[WHAT YOU HAVE TO DO] Which lines below include the string "tire"? Please show each one.

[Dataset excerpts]
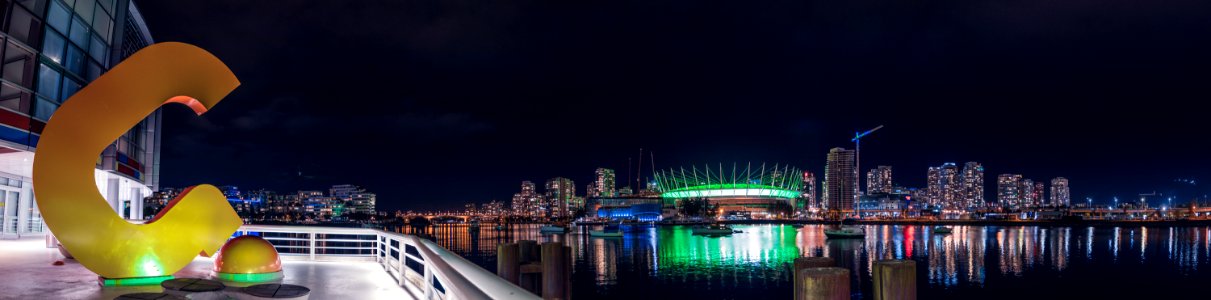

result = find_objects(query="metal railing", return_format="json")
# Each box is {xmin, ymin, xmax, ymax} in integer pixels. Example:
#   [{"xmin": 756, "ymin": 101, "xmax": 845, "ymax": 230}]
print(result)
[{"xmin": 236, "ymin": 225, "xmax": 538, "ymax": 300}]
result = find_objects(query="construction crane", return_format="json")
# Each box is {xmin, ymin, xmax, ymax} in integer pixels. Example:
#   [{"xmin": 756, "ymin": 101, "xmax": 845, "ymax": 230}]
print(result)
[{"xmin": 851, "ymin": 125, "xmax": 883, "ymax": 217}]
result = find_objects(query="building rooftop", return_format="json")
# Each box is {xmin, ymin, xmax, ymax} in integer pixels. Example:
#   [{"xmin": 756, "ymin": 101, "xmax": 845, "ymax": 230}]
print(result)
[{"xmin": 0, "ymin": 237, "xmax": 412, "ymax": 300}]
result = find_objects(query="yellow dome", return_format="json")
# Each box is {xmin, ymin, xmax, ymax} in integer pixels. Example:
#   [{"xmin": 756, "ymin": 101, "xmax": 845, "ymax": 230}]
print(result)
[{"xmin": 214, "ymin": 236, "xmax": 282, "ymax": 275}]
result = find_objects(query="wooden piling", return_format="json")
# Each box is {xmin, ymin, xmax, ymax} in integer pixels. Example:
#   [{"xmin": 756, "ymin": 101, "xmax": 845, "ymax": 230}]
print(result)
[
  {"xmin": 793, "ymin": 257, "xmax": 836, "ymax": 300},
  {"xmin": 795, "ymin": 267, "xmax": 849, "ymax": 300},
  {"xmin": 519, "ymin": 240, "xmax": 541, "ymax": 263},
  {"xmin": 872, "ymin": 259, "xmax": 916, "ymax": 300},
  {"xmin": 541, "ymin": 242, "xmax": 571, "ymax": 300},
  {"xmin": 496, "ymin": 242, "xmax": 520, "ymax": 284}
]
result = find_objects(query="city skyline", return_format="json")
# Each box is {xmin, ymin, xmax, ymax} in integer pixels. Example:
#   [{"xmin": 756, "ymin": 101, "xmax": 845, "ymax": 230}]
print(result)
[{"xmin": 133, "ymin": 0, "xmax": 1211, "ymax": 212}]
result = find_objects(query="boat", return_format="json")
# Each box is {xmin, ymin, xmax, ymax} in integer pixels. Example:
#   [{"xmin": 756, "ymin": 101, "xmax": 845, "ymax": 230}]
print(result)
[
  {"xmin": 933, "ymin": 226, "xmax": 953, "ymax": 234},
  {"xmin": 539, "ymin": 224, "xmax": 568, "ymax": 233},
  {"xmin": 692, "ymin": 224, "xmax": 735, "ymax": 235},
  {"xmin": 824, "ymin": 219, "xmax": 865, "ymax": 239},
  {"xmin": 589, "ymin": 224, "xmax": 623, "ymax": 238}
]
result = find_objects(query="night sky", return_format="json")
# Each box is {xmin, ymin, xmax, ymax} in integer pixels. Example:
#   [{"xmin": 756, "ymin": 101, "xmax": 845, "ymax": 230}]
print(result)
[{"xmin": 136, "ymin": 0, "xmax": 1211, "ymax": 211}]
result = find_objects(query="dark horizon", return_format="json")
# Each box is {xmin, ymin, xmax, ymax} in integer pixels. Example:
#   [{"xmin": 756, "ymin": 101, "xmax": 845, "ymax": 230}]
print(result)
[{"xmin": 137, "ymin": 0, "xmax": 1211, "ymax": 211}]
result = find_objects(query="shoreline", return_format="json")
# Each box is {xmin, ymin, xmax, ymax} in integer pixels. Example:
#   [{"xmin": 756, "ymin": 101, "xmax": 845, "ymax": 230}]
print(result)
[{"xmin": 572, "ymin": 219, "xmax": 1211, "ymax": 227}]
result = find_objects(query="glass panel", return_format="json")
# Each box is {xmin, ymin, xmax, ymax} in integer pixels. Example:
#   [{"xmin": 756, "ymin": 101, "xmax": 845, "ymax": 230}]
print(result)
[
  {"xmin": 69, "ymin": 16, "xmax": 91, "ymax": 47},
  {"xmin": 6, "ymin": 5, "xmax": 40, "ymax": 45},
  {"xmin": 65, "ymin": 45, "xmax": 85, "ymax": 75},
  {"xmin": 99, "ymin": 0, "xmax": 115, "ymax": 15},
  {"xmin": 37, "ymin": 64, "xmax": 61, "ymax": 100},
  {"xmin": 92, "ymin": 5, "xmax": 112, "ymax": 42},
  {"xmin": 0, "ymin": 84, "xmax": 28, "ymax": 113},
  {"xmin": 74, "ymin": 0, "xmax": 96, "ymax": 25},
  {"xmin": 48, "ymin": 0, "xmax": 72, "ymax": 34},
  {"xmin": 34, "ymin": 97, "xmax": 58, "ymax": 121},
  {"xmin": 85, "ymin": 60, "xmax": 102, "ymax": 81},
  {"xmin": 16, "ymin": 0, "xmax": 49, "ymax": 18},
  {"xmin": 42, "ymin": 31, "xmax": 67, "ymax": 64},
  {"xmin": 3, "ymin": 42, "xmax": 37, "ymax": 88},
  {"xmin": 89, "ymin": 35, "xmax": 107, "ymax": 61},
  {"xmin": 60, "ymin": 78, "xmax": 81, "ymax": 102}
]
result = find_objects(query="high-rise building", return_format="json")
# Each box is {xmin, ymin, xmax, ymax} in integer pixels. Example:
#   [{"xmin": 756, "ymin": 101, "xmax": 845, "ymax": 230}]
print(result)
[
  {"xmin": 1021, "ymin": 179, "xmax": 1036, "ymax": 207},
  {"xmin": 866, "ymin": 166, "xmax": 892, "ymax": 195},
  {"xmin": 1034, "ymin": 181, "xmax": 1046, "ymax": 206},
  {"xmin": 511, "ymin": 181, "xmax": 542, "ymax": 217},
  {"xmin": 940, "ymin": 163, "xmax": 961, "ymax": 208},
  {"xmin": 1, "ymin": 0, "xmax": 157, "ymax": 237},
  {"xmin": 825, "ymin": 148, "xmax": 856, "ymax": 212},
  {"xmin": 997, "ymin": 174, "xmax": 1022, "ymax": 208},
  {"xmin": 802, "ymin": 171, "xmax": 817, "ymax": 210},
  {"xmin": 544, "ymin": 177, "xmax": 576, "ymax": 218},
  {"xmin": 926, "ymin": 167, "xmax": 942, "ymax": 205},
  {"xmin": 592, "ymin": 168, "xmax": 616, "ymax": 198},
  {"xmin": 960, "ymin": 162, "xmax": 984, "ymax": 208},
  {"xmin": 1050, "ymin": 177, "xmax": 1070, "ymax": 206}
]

==

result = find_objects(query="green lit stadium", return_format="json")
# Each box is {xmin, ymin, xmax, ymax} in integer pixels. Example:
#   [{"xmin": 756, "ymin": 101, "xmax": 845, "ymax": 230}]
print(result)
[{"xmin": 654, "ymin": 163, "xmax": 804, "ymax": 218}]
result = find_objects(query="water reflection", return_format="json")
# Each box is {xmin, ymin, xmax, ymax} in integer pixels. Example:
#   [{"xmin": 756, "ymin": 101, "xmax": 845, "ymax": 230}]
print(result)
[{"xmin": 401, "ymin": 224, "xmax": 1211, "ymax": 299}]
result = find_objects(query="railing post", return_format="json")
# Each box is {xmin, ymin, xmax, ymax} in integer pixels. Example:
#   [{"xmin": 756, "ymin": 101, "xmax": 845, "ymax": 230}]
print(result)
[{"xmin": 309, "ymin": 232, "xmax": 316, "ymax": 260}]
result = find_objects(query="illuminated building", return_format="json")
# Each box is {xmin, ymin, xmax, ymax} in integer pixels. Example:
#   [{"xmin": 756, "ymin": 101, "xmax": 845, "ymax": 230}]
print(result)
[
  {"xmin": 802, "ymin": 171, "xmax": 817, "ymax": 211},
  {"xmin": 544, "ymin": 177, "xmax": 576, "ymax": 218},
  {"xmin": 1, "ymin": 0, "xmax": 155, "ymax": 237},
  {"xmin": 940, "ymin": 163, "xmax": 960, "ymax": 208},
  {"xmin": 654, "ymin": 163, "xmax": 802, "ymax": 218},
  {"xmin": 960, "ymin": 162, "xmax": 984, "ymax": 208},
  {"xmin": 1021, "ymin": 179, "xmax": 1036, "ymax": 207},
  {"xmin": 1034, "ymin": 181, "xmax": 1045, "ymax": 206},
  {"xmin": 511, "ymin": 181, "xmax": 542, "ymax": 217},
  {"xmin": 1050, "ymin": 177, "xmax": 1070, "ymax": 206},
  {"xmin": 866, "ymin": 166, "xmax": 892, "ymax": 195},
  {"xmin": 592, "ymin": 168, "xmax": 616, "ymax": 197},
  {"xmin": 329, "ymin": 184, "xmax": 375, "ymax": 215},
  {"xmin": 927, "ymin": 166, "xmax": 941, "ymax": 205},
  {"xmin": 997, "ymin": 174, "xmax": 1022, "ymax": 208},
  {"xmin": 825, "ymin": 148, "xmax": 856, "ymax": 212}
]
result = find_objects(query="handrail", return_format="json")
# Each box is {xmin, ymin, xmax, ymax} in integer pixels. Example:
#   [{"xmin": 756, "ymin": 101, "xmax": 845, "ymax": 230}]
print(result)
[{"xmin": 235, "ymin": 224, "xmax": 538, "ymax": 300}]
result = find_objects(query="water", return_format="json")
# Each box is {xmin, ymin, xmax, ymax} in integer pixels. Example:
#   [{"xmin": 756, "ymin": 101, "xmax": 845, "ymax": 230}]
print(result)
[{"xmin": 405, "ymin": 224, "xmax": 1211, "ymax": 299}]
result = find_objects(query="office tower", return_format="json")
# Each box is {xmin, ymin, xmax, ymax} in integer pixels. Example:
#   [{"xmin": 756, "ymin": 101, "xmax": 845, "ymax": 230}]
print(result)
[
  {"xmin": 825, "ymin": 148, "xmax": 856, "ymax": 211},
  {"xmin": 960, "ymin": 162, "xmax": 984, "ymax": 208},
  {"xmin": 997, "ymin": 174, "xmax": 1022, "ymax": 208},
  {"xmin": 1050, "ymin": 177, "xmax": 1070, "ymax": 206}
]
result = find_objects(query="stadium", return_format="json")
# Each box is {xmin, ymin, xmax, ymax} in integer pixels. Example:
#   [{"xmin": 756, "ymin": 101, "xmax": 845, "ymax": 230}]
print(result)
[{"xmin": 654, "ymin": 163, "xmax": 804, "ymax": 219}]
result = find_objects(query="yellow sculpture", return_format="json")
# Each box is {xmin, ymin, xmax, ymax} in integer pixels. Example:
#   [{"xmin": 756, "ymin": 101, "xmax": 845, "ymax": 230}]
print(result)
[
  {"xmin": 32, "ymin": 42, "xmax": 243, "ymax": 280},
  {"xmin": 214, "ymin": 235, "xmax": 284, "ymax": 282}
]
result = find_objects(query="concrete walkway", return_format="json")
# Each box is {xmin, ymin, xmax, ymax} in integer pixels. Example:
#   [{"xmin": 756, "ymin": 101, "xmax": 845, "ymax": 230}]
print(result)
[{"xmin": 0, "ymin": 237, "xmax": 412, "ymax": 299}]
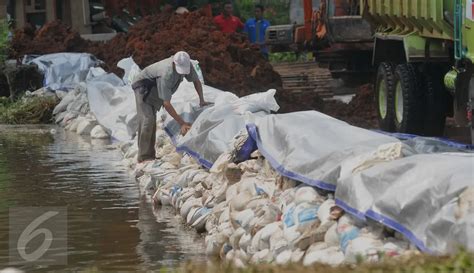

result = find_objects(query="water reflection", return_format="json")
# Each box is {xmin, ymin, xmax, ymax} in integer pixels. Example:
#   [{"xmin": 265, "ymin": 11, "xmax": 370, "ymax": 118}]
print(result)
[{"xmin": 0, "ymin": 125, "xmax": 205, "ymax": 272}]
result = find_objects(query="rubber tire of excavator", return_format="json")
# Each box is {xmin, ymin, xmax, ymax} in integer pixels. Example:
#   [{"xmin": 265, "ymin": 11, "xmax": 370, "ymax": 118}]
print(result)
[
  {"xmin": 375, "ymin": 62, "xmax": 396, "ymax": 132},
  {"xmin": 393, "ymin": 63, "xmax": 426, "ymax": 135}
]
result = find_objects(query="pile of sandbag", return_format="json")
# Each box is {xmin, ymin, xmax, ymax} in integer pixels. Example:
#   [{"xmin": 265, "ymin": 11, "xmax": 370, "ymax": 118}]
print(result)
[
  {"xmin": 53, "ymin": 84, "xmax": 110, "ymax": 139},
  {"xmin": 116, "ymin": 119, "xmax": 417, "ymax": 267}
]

* * *

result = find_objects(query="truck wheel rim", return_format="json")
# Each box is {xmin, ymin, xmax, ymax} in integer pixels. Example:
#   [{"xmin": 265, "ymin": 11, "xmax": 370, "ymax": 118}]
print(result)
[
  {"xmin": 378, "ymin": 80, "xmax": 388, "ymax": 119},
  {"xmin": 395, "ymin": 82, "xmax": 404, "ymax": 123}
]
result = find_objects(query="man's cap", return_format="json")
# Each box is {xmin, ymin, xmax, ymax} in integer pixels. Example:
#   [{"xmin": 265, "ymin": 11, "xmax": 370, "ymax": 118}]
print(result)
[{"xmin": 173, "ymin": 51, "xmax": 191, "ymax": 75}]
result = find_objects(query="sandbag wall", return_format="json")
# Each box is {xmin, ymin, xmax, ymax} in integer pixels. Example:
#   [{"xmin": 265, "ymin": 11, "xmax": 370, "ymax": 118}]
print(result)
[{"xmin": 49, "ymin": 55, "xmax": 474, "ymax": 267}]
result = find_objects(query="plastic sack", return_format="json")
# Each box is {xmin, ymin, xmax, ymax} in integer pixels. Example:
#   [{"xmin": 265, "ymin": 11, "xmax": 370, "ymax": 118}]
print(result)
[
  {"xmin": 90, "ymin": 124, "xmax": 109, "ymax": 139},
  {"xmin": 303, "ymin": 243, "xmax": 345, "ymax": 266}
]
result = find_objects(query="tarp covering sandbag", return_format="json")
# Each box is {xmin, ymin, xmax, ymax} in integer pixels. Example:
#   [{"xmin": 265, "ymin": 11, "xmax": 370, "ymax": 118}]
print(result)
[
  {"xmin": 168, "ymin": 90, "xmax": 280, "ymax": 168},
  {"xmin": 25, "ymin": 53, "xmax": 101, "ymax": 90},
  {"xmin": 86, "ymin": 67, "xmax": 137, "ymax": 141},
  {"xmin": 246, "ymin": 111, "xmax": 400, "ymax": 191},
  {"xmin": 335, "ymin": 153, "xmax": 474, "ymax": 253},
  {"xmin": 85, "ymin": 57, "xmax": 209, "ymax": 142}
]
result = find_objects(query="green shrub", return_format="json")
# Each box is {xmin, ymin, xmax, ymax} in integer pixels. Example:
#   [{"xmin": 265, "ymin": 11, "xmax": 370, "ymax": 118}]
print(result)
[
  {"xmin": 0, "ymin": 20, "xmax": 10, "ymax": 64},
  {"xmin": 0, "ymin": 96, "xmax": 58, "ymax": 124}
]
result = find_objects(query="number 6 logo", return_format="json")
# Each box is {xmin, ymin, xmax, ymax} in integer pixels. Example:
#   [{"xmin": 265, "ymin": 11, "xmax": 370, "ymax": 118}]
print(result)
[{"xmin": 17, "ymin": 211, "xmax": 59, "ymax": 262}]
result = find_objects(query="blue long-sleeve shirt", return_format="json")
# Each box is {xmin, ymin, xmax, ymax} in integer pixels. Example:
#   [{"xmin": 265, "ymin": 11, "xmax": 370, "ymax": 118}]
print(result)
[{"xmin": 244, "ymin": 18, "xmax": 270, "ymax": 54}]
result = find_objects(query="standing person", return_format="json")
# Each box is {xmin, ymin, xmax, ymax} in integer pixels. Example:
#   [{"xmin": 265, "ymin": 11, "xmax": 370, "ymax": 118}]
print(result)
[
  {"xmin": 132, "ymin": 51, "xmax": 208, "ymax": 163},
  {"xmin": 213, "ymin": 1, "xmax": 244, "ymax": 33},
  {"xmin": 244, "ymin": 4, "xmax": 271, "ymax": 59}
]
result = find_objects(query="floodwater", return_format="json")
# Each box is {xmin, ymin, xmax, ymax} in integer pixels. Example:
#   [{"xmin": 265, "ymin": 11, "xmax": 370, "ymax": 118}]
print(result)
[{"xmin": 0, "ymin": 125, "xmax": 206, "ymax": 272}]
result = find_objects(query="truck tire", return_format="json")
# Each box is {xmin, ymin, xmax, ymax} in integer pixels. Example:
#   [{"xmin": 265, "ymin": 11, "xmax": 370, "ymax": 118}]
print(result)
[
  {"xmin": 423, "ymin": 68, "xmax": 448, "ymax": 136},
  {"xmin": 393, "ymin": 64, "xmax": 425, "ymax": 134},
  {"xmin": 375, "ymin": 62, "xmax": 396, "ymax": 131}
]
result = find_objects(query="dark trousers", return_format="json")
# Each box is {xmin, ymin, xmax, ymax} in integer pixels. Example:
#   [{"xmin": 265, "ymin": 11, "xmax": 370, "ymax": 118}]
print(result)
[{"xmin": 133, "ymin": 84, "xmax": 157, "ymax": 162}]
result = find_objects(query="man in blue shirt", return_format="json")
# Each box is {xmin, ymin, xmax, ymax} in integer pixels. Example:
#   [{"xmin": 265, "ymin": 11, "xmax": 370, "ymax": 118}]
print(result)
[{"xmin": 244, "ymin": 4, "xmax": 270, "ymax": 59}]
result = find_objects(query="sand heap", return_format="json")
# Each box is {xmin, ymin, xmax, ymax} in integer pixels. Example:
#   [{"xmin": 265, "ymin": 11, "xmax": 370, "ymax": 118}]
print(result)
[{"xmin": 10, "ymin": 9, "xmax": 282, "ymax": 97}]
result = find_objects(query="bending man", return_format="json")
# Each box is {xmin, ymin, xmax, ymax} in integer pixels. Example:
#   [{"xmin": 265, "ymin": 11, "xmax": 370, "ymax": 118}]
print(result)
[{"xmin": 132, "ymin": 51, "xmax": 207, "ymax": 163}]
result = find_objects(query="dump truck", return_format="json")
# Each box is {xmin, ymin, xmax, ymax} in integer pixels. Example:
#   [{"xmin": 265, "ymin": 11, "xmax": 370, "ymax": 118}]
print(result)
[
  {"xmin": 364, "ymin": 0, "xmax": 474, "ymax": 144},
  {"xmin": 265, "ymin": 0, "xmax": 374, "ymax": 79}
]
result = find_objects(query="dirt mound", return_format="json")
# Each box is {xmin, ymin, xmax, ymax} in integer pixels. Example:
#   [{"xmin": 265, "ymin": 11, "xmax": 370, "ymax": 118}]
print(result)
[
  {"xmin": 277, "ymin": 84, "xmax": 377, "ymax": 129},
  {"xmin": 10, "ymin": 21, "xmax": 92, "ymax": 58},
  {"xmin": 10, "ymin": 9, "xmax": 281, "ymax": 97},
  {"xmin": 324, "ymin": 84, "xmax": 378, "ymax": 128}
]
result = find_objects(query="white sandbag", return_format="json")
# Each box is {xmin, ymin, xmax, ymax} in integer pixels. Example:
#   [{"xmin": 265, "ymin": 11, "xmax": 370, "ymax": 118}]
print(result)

[YOUR RESPONSE]
result = find_objects(query="rubber tire of excavator", return_format="json")
result = find_objects(query="truck tire", return_format="json")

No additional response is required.